### SHORT PROBLEM
Answer these questions from the robust regression overview:
1. Which algorithm is the LTS subroutine based on?
2. Starting with which SAS/IML release does the LMS subroutine include the Barreto and Maharry (2006) algorithm?
3. What does MVE minimize?

### SOURCE
------------

Robust Regression Examples

Overview

SAS/IML has four subroutines that you can use for robust estimation of location and scale, for outlier detection, and for robust regression. The least median of squares (LMS) and least trimmed squares (LTS) subroutines perform robust regression (sometimes called resistant regression). These subroutines can detect outliers and perform a least squares regression on the remaining observations. You can use the minimum volume ellipsoid estimation (MVE) and minimum covariance determinant estimation (MCD) subroutines to find a robust location and a robust covariance matrix that you can use to construct confidence regions, to detect multivariate outliers and leverage points, and to conduct robust canonical correlation and principal component analyses.

The LMS, LTS, MVE, and MCD methods were developed by Rousseeuw (1984) and Rousseeuw and Leroy (1987). All these methods have a high breakdown value. The breakdown value is a measure of the proportion of contamination that a procedure can withstand and still maintain its robustness.

The algorithm that the LMS subroutine uses is based on the program for robust regression (PROGRESS) of Rousseeuw and Hubert (1996), which is an updated version of Rousseeuw and Leroy (1987). In the special case of regression through the origin for a single regressor, Barreto and Maharry (2006) show that the PROGRESS algorithm does not, in general, find the slope that yields the least median of squares. Starting with SAS/IML 9.2, the LMS subroutine includes the algorithm of Barreto and Maharry (2006) as a special case.

The algorithm that the LTS subroutine uses is based on the FAST-LTS algorithm of Rousseeuw and Van Driessen (2000). The MCD algorithm is based on the FAST-MCD algorithm of Rousseeuw and Van Driessen (1999), which is similar to the FAST-LTS algorithm. The MVE algorithm is based on the algorithm that is used in the MINVOL program by Rousseeuw (1984). LTS estimation has higher statistical efficiency than LMS estimation. Using the FAST-LTS algorithm, LTS is also faster than LMS for large data sets. Similarly, MCD is faster than MVE for large data sets.

In addition to LTS estimation and LMS estimation, there are other methods for robust regression and outlier detection. For more information, see the documentation of the ROBUSTREG procedure in SAS/STAT User's Guide. A summary of these robust tools in SAS can be found in Chen (2002).

The four SAS/IML subroutines are designed for the following tasks:

LMS minimizes the hth ordered squared residual.
LTS minimizes the sum of the h smallest squared residuals.
MCD minimizes the determinant of the covariance of h points.
MVE minimizes the volume of an ellipsoid that contains h points.

------------

### INFORMATION SUPPLIED
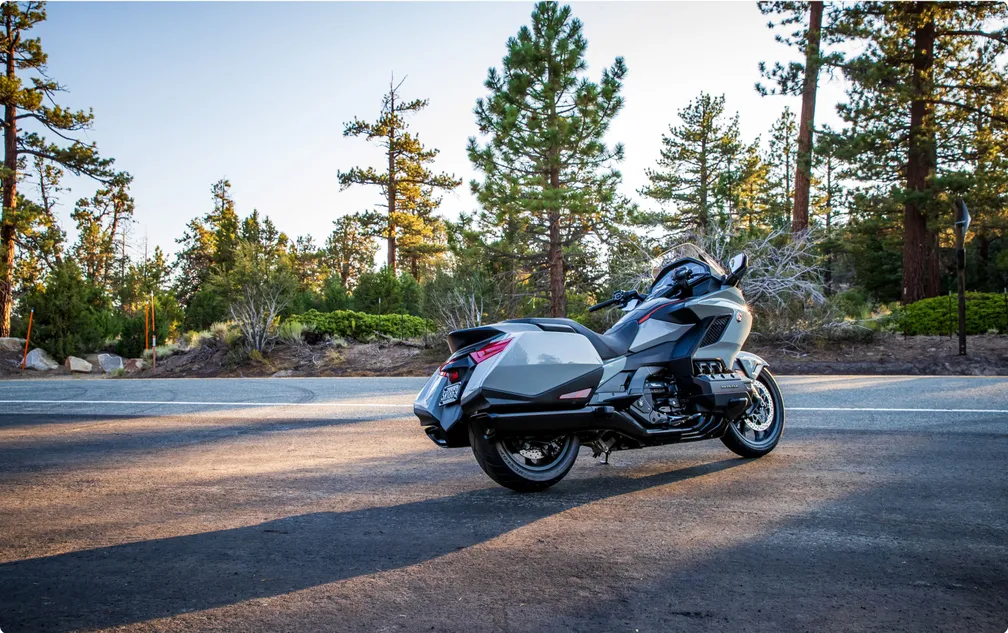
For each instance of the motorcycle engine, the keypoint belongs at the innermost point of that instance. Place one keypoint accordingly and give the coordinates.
(659, 404)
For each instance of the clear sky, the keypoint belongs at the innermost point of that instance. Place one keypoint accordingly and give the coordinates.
(185, 94)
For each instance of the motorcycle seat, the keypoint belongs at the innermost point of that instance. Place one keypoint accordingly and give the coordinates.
(616, 342)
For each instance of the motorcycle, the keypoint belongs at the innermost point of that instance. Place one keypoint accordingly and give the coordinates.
(527, 393)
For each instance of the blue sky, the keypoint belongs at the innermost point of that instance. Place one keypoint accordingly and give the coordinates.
(184, 94)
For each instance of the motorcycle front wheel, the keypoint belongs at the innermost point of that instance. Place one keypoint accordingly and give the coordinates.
(758, 430)
(524, 464)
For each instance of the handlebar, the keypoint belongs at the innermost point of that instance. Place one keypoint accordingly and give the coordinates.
(605, 303)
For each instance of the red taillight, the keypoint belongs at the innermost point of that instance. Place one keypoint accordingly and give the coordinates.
(489, 351)
(451, 374)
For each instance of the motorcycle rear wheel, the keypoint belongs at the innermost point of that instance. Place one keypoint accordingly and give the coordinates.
(524, 465)
(758, 430)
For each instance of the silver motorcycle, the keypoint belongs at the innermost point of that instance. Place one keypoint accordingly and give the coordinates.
(527, 393)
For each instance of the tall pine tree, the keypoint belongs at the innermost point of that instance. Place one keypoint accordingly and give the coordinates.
(547, 175)
(780, 158)
(27, 96)
(799, 79)
(917, 73)
(697, 168)
(407, 181)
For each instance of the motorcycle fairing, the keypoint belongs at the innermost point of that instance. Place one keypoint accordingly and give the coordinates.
(564, 363)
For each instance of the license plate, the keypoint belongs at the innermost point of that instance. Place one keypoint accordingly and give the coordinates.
(451, 394)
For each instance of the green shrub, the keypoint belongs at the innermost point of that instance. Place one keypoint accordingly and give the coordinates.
(206, 307)
(290, 332)
(855, 303)
(193, 339)
(363, 327)
(163, 352)
(73, 318)
(166, 313)
(937, 315)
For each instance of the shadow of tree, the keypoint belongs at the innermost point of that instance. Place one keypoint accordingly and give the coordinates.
(135, 582)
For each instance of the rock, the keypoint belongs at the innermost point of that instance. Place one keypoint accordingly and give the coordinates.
(135, 365)
(40, 361)
(11, 344)
(79, 365)
(110, 362)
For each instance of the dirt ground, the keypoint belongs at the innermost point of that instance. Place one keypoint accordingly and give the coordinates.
(886, 354)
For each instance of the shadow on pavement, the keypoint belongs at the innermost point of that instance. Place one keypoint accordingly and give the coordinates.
(130, 583)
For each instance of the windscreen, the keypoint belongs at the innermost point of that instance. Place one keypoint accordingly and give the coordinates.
(684, 251)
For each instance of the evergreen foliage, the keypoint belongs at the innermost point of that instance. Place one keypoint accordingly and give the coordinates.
(547, 181)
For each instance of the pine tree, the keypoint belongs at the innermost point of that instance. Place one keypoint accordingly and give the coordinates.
(421, 244)
(28, 96)
(748, 193)
(209, 242)
(916, 75)
(407, 179)
(780, 158)
(350, 250)
(39, 236)
(799, 79)
(547, 176)
(696, 167)
(101, 224)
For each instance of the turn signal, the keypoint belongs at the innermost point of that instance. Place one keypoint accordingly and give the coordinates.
(489, 351)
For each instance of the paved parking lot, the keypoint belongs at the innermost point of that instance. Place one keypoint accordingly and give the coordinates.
(319, 505)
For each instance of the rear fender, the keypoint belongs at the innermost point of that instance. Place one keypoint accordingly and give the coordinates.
(750, 364)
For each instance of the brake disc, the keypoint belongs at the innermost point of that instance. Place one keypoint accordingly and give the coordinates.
(761, 415)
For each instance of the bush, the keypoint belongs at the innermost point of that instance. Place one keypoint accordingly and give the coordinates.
(226, 333)
(363, 327)
(163, 352)
(938, 317)
(166, 313)
(854, 303)
(192, 339)
(206, 307)
(290, 332)
(72, 318)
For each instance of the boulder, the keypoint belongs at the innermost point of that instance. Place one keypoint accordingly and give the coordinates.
(135, 365)
(40, 361)
(79, 365)
(110, 362)
(11, 344)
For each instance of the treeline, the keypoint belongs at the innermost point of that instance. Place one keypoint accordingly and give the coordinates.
(866, 207)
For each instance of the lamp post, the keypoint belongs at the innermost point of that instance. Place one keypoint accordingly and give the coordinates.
(962, 226)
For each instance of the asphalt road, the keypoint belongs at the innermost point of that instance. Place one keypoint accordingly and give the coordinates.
(319, 505)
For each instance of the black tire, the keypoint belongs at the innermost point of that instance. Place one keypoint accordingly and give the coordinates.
(497, 462)
(737, 437)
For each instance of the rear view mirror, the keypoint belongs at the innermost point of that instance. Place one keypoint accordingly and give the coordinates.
(737, 267)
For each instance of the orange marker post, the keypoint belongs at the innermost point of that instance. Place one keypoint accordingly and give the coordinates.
(27, 338)
(152, 331)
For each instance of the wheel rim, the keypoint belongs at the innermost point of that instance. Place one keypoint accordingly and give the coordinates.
(535, 454)
(761, 421)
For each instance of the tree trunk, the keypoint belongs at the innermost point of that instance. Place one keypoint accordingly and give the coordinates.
(920, 264)
(828, 273)
(557, 289)
(802, 171)
(9, 200)
(705, 219)
(391, 180)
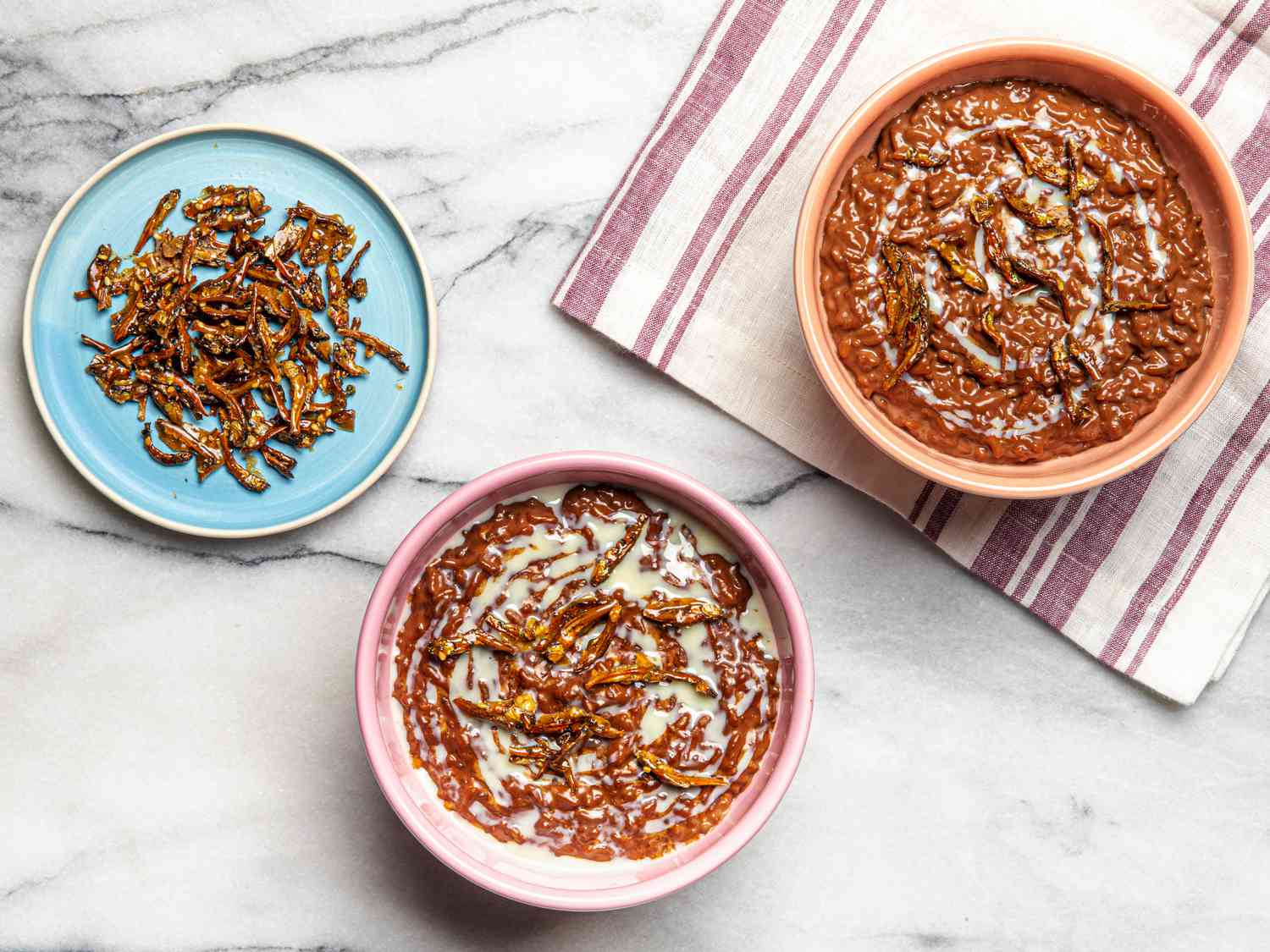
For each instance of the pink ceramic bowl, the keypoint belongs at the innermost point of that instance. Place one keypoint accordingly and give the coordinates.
(576, 883)
(1204, 172)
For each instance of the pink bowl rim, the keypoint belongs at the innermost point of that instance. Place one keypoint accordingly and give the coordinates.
(1001, 482)
(675, 487)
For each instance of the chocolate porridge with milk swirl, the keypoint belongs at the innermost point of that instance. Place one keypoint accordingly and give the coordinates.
(1015, 273)
(587, 672)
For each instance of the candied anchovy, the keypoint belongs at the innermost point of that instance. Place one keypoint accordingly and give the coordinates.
(577, 625)
(1058, 357)
(1085, 357)
(924, 157)
(522, 713)
(1046, 170)
(599, 645)
(1135, 305)
(190, 340)
(1054, 221)
(644, 672)
(178, 459)
(1107, 276)
(681, 612)
(902, 291)
(964, 272)
(982, 208)
(162, 211)
(1077, 182)
(660, 768)
(919, 339)
(988, 325)
(617, 551)
(253, 482)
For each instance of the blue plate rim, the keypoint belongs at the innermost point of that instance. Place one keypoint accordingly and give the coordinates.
(140, 510)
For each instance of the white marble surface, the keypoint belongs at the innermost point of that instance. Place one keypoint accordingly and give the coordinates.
(174, 779)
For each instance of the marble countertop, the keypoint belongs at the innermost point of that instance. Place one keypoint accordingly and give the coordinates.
(196, 781)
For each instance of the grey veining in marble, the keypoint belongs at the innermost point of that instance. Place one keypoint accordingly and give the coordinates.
(193, 779)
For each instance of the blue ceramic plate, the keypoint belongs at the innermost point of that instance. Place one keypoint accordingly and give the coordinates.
(102, 438)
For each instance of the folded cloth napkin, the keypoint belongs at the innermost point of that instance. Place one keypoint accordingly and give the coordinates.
(1157, 574)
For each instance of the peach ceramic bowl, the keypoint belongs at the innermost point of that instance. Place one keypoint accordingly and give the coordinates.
(566, 883)
(1206, 174)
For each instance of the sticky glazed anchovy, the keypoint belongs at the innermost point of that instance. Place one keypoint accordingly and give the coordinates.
(218, 348)
(587, 672)
(1013, 273)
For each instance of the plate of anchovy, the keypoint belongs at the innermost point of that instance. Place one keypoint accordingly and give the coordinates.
(229, 332)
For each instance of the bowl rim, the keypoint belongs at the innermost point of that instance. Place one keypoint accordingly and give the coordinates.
(676, 487)
(1002, 482)
(140, 510)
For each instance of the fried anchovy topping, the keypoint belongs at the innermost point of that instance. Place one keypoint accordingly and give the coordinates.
(982, 210)
(1079, 411)
(1049, 223)
(1046, 170)
(599, 645)
(988, 325)
(681, 612)
(548, 756)
(566, 629)
(924, 157)
(660, 768)
(1077, 182)
(1085, 357)
(521, 713)
(159, 456)
(617, 551)
(1107, 276)
(1135, 305)
(919, 339)
(162, 211)
(494, 632)
(899, 286)
(963, 271)
(645, 672)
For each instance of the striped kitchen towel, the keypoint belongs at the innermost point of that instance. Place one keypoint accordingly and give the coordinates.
(1157, 574)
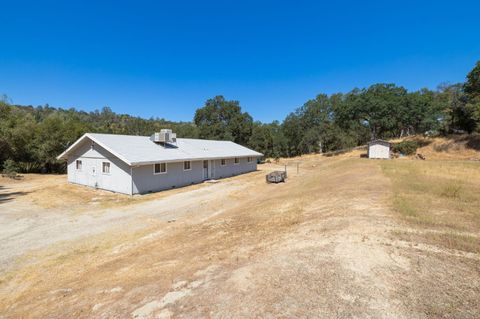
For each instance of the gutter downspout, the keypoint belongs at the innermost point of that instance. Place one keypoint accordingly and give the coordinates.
(131, 181)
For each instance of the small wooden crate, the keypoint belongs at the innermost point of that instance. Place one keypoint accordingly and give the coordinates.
(276, 177)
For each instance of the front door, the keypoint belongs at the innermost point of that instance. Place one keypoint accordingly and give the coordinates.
(93, 176)
(205, 170)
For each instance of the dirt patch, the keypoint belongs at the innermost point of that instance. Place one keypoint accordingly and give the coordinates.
(326, 243)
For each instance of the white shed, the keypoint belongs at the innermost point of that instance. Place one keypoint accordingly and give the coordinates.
(379, 149)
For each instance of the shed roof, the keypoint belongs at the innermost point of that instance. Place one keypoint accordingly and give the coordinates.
(378, 141)
(140, 150)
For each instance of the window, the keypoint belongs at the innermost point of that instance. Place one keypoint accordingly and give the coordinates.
(105, 167)
(160, 168)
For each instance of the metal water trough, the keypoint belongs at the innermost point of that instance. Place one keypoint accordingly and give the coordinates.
(276, 177)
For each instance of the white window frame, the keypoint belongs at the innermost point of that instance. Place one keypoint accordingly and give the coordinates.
(109, 166)
(159, 173)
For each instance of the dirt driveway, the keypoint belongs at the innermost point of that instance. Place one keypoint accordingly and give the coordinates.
(323, 244)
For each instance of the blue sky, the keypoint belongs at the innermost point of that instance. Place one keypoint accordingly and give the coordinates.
(164, 59)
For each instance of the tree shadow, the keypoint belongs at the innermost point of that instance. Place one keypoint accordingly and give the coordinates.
(6, 195)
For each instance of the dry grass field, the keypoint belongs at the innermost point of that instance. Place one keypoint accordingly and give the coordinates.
(345, 237)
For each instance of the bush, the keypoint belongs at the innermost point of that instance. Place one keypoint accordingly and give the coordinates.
(10, 169)
(406, 147)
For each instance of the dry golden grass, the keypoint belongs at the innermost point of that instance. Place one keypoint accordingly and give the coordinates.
(440, 196)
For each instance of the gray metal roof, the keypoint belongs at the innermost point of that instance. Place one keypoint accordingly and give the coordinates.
(379, 141)
(140, 150)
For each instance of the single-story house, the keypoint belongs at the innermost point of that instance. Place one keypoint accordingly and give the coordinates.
(142, 164)
(379, 149)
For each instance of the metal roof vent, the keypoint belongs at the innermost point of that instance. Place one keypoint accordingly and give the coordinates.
(164, 136)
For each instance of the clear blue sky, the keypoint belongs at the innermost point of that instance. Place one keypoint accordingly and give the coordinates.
(165, 58)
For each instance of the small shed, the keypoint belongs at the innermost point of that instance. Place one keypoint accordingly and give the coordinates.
(379, 149)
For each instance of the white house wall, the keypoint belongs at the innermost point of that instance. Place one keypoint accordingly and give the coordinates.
(231, 169)
(118, 180)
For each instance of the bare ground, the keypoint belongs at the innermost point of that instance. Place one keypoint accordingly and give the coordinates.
(324, 244)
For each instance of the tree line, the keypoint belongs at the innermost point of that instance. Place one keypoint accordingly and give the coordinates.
(32, 137)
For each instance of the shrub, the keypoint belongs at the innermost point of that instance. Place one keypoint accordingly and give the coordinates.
(406, 147)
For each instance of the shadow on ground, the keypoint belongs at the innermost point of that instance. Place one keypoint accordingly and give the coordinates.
(6, 195)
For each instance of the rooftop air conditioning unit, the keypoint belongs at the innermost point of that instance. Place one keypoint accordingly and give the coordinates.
(164, 136)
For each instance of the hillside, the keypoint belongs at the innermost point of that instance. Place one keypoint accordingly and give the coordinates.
(453, 147)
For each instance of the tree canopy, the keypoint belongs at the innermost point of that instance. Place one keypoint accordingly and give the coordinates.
(32, 137)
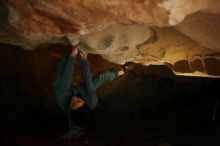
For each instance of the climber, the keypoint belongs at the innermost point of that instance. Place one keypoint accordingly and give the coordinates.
(79, 101)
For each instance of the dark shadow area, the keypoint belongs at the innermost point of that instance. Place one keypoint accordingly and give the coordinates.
(150, 106)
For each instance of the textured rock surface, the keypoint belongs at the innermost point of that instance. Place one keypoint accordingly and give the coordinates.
(112, 29)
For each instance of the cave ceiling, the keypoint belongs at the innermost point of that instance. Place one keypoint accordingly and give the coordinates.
(184, 35)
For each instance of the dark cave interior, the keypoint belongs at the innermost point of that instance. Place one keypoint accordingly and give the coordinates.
(150, 106)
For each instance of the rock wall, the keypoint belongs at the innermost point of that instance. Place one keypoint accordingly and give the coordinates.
(121, 30)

------------

### COMPLETE OUTPUT
1. The FAST-LTS algorithm of Rousseeuw and Van Driessen (2000).
2. SAS/IML 9.2.
3. The volume of an ellipsoid that contains h points.